(STATED PROBLEM)
Please give the lines of the material between the line containing "Please indicate the driver" and the line containing "Target: catch fencing post", inclusive, as a numbered list, omitting any blank lines.

(Point labeling examples)
..........
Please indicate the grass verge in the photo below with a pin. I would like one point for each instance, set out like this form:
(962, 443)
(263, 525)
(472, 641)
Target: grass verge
..........
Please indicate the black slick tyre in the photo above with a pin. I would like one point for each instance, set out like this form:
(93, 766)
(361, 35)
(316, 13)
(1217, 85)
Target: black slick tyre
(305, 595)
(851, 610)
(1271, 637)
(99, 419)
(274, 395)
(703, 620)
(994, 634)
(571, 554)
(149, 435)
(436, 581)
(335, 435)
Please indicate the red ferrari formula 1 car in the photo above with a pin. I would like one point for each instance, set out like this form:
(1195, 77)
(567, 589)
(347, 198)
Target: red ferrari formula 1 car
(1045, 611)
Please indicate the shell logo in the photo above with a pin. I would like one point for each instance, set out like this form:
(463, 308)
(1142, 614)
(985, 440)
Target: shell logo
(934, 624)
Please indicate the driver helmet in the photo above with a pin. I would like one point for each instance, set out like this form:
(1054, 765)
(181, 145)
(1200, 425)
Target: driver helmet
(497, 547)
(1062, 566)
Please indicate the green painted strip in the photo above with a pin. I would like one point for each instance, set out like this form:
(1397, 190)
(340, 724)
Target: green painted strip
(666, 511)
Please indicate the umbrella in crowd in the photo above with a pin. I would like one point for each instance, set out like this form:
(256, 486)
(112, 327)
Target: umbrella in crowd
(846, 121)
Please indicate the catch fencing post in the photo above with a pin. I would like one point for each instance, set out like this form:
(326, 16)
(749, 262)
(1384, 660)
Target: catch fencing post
..........
(FINISHED EXERCISE)
1. Please indicate the driver helmet in the photo above with a pin. I would like one point for each instance, set out like this form:
2. (1054, 765)
3. (181, 145)
4. (1200, 425)
5. Target: driver helmet
6. (497, 547)
7. (1062, 566)
8. Please indicate the green painted strip in the photo above with a pin. I would like one point for each instance, set out like this form:
9. (1397, 190)
10. (340, 724)
11. Target: green painted strip
12. (666, 511)
13. Please indicate the umbrella in crowd in the photo above with a pin. I would like one point for each instance, set out like this form:
14. (256, 486)
15. (112, 327)
16. Target: umbrella in crowd
17. (846, 121)
18. Please indicate the catch fencing post in the photo above with a pin. I would like one point for each instance, set out like this form:
19. (326, 16)
20. (749, 262)
21. (1384, 660)
22. Target: catch fencing post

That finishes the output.